Should Physicians Use Secret Placebos?

Have you ever been given a placebo? In a recent study, the AMA Ethics Board concludes that secret placebo treatment is improper.

The American Medical Association (AMA) Council on Ethical and Judicial Affairs (CEJA) has decided that it is unethical for doctors to offer placebo therapy without patient consent. To be incorporated into the AMA’s Code of Medical Ethics, the AMA House of Delegates, the organization’s national policy-making body, must vote in favor of the ruling. This ruling was reported in the journal Virtual Mentor (Volume 8, page 377).

A placebo therapy is one that the doctor does not know to be helpful, but a patient believes may be an effective medicine. Sometimes people in clinical studies who take placebo pills improve even more than people taking an actual drug.

While use of inactive placebos is common in research, placebo use in routine clinical practice is controversial. A fictitious scenario presented to explain the policy is that of a 39-year-old woman who complains of fatigue and asks for an energy booster. An unethical response, the CEJA decision indicates, would be to give her an injection of inactive saline (the placebo), calling it a “vitamin boost” that could cure the fatigue. If the famous placebo effect kicks in, she might feel more energetic, but at the cost of being deceived and misinformed. The doctor would have failed to engage her in a truly informed discussion of her problem and her treatment options.

About this task |
In the article on secret placebos, which journal reported the CEJA ruling?

Stored data entries |
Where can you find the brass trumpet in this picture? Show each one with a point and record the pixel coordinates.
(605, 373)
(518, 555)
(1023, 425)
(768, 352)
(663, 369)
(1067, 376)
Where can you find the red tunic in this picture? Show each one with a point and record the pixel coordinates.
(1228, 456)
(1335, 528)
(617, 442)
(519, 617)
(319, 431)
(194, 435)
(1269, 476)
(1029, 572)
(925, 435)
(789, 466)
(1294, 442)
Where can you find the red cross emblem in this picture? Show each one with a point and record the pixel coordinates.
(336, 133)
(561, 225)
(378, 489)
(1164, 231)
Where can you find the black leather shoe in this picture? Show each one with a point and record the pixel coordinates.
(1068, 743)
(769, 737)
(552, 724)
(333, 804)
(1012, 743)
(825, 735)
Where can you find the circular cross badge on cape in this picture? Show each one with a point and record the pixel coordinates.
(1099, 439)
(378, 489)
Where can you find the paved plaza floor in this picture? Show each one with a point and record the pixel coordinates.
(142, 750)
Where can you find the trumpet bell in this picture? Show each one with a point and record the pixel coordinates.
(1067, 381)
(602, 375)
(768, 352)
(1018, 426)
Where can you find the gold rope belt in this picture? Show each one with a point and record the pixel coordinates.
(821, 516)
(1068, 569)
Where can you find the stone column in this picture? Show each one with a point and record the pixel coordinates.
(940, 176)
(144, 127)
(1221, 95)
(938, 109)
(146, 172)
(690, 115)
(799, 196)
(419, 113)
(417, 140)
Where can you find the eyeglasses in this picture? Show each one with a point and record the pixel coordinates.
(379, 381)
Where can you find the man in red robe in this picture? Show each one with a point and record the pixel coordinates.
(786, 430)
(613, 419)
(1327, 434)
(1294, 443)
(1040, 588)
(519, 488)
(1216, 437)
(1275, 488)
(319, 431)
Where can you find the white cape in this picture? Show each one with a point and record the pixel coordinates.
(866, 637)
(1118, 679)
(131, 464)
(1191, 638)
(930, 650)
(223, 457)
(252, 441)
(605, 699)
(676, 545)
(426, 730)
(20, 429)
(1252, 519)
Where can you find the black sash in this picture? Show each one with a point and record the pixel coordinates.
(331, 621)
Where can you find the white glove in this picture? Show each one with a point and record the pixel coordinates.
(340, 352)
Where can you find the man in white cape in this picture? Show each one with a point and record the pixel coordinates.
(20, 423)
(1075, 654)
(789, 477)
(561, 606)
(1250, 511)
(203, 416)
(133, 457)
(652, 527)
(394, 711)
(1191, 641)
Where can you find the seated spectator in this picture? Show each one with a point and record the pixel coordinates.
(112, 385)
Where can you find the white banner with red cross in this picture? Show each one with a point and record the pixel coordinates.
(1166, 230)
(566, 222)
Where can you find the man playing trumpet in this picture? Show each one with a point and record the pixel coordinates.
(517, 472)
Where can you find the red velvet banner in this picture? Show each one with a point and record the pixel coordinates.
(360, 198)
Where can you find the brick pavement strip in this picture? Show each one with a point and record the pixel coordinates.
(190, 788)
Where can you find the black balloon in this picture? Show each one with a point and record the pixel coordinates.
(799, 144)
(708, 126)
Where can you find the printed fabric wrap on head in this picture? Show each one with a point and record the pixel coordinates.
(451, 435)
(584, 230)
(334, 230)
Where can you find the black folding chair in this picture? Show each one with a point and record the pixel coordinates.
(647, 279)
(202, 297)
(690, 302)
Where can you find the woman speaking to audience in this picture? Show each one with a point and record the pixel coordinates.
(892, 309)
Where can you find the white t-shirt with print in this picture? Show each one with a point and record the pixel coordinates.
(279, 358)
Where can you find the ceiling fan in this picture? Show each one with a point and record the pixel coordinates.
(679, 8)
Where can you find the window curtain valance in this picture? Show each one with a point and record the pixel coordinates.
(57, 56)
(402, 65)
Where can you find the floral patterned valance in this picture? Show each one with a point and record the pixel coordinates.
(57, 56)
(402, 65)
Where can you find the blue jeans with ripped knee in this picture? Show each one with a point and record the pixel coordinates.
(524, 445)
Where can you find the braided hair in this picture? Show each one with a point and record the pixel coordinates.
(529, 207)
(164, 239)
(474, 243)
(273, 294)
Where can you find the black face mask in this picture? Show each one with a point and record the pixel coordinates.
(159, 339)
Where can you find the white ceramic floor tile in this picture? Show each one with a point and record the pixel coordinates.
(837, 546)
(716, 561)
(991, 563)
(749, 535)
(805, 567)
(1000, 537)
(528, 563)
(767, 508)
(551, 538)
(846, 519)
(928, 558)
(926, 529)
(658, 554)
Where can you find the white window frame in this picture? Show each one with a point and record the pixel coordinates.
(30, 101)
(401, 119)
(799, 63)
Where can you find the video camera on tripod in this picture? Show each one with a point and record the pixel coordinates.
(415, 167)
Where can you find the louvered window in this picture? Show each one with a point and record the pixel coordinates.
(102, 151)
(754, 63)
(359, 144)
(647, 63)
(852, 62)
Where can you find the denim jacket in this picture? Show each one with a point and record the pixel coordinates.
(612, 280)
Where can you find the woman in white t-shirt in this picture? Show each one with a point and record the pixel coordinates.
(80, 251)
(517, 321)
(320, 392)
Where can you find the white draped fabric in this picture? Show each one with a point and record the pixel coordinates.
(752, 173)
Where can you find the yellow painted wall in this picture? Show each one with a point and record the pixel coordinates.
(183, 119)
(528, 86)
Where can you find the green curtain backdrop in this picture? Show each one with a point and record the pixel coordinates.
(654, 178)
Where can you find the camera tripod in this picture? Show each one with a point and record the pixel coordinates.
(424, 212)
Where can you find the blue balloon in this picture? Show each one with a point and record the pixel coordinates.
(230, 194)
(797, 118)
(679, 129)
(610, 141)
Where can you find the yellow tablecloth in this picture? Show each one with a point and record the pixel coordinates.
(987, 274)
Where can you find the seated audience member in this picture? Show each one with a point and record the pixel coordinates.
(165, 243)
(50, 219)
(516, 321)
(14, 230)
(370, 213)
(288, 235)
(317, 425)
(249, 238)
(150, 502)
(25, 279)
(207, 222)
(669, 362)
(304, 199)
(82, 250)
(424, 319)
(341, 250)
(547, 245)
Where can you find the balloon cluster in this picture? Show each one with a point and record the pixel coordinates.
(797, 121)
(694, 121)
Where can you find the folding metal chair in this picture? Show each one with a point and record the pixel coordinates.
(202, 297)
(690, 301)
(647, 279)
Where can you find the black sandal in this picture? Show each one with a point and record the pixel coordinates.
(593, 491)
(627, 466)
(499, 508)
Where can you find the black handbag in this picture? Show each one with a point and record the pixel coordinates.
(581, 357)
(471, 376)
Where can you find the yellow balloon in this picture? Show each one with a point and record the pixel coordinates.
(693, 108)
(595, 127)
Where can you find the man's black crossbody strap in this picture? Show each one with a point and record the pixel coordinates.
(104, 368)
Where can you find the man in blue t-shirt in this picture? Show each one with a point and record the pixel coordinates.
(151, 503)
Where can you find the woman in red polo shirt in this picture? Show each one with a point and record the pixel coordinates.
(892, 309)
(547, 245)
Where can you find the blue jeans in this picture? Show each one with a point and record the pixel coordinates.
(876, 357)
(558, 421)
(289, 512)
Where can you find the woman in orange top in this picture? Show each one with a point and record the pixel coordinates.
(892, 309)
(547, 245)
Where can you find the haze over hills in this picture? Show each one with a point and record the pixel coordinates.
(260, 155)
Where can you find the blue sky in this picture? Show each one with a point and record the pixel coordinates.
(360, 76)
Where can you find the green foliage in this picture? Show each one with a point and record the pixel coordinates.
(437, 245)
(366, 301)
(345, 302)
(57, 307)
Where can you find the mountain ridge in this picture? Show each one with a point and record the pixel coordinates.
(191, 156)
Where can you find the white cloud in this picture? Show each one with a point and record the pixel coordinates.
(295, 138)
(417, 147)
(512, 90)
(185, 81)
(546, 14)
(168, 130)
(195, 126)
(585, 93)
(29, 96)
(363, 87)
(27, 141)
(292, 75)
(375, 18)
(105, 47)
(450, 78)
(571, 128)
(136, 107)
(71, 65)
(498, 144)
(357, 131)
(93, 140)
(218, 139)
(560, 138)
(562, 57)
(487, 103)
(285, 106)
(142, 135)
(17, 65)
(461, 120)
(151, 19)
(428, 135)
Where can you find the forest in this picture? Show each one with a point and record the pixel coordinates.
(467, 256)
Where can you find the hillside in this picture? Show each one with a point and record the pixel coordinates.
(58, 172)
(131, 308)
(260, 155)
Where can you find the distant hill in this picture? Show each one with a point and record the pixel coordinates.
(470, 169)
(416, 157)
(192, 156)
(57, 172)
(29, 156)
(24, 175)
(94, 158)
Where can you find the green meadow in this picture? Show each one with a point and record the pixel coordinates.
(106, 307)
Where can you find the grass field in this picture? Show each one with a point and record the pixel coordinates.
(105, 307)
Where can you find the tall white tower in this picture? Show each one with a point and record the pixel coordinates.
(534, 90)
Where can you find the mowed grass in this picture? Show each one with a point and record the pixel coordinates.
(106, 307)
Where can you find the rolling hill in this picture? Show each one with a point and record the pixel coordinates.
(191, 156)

Response to this exercise |
Virtual Mentor (Volume 8, page 377).